**Records for the exercise:**
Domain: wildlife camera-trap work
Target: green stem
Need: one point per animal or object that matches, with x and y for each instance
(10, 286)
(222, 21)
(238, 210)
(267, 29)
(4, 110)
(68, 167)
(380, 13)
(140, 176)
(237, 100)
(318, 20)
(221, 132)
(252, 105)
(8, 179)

**What is required:** Transcribe nothing except the lines from the one with "Need: one point" through the end of the data above, each exactly as it appears.

**Exercise output:**
Need: one point per animal or object that matches, with x and y for each instance
(10, 286)
(222, 21)
(238, 210)
(267, 29)
(4, 110)
(68, 167)
(380, 13)
(140, 176)
(237, 100)
(318, 20)
(221, 132)
(252, 105)
(8, 179)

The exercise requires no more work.